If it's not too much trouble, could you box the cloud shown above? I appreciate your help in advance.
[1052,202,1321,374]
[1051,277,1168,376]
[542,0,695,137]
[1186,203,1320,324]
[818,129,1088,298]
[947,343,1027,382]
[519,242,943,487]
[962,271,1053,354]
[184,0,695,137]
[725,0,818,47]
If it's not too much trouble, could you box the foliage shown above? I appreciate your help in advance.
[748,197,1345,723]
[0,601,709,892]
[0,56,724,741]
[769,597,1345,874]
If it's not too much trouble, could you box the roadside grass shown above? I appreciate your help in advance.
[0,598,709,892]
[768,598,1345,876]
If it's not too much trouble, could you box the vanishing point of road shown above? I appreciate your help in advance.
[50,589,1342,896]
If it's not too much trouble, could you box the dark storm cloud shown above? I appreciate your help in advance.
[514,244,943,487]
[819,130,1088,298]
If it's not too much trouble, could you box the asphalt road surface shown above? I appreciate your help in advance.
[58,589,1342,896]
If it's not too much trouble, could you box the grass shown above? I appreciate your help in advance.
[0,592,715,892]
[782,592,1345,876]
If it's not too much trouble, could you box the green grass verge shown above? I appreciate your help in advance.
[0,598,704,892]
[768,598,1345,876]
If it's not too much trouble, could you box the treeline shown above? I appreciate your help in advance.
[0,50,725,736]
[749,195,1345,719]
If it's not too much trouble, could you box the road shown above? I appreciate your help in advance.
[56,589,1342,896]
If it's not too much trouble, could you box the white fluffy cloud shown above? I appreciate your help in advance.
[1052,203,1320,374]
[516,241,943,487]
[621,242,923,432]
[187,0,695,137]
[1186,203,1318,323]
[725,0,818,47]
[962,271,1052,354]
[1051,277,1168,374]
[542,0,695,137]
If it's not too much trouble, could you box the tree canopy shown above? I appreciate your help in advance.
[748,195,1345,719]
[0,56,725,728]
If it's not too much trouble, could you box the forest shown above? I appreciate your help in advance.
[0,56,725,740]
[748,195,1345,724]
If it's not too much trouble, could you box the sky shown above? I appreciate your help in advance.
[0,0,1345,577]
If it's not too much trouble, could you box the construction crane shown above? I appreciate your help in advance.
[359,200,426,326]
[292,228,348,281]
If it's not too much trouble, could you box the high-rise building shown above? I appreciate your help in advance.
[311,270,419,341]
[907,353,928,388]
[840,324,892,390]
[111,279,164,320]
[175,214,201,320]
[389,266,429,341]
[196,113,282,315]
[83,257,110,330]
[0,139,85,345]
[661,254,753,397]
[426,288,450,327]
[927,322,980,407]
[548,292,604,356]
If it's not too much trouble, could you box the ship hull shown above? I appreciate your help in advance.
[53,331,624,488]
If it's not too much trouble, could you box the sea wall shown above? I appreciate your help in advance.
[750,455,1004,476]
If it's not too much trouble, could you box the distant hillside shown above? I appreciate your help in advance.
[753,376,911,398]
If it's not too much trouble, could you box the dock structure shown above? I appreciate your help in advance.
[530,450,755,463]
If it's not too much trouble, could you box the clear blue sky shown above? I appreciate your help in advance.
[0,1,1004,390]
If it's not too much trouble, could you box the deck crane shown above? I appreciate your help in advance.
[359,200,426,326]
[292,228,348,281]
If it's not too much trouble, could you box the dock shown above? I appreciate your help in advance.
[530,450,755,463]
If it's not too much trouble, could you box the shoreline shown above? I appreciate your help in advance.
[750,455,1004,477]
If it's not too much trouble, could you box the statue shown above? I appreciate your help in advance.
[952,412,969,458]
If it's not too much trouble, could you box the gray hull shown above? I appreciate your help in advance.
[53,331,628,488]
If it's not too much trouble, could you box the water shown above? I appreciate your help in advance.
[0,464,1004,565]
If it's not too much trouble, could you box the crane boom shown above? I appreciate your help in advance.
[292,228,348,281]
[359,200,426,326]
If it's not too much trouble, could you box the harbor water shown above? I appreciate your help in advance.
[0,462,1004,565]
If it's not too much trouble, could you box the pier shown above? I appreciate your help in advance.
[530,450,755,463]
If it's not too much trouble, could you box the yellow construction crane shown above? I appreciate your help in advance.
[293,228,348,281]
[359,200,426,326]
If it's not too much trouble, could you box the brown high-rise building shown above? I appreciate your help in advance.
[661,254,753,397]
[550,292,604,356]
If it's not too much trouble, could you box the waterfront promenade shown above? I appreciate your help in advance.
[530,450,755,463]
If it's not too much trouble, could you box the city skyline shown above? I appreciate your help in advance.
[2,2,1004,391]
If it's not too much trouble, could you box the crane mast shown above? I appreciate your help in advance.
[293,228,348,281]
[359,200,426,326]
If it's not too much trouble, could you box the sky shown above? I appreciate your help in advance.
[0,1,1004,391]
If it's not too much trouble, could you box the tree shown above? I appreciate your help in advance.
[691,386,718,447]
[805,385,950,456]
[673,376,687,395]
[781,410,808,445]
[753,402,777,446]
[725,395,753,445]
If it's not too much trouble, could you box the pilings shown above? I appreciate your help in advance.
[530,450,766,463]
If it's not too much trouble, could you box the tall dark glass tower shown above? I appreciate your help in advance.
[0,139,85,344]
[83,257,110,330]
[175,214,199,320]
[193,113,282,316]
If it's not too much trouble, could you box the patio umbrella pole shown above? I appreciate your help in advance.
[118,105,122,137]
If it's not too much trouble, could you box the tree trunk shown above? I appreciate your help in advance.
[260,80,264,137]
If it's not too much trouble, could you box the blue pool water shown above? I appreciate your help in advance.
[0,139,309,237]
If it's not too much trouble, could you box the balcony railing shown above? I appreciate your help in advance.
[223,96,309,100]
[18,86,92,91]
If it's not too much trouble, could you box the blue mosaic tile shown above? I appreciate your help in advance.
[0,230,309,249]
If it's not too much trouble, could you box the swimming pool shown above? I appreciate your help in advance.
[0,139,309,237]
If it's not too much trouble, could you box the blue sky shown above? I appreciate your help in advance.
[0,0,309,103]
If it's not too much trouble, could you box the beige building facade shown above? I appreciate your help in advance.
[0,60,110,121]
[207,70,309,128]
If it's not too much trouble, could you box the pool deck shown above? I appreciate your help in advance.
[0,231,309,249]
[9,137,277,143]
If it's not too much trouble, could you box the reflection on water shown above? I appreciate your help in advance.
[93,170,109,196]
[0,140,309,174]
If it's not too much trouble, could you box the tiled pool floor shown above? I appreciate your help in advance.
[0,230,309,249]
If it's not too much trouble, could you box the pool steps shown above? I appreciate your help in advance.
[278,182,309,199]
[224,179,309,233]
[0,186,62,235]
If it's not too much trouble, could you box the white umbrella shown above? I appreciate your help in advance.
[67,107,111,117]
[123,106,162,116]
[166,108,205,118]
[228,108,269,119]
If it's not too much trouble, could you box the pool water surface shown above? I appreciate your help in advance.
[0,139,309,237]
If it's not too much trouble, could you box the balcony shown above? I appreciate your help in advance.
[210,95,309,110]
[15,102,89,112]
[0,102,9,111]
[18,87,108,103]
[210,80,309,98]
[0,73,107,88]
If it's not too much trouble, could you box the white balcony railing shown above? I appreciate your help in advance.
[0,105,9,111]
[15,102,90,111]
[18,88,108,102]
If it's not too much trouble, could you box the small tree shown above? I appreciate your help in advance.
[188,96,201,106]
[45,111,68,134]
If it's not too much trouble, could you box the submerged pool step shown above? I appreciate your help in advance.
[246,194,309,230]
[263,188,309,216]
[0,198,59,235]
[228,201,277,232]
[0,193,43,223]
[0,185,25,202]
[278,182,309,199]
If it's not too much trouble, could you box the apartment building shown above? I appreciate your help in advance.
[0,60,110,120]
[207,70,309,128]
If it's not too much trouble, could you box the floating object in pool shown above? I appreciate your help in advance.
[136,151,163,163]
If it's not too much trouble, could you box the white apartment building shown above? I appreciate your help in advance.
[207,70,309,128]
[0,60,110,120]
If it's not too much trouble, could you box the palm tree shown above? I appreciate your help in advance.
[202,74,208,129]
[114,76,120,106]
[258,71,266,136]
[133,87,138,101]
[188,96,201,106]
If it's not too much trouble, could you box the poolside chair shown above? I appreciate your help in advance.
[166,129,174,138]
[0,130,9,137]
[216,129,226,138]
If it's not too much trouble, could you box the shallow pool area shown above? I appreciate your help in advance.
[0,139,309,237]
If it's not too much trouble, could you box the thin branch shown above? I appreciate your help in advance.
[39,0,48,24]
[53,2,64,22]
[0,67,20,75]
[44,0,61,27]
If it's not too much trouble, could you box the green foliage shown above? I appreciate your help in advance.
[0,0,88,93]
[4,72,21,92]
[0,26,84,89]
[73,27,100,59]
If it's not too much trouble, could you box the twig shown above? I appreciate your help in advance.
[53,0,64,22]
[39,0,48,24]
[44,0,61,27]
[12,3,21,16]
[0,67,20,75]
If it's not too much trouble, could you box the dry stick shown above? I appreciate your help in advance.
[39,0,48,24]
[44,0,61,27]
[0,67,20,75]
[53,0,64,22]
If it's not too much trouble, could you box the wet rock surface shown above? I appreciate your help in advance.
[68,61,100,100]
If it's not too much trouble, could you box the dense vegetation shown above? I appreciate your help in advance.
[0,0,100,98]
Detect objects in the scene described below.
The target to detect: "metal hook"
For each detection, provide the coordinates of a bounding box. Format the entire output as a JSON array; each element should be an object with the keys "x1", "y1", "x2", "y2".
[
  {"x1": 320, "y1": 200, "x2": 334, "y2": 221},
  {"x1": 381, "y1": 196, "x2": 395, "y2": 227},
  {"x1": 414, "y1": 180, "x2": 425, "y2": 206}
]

#####

#### What you are asked to do
Rewrite the lines from the one containing "the green grass" through the one containing "[0,56,725,728]", replacing "tree canopy" with "forest canopy" and leaving everything else as it is.

#### Answer below
If it's not too much trouble, could you box the green grass verge shown above? I appreciate your help in advance.
[0,598,704,892]
[768,598,1345,876]
If it's not too much trouble, could you box the treeline shown above? I appreciate your help in advance.
[0,50,725,736]
[749,195,1345,719]
If it's not too much trouble, could you box the road shown above? I appreciate your help in advance.
[56,589,1342,896]
If it's not too much trouble, could you box the white fluffy cloud shown above? I appreciate your help in advance.
[1052,203,1320,374]
[516,241,943,487]
[621,242,923,432]
[187,0,695,137]
[1186,203,1318,323]
[725,0,818,47]
[962,271,1052,354]
[1051,277,1168,374]
[542,0,695,137]
If it's not too much trouble, could you box the forest canopy shown above? I appreciate your help in advance.
[748,195,1345,719]
[0,56,725,728]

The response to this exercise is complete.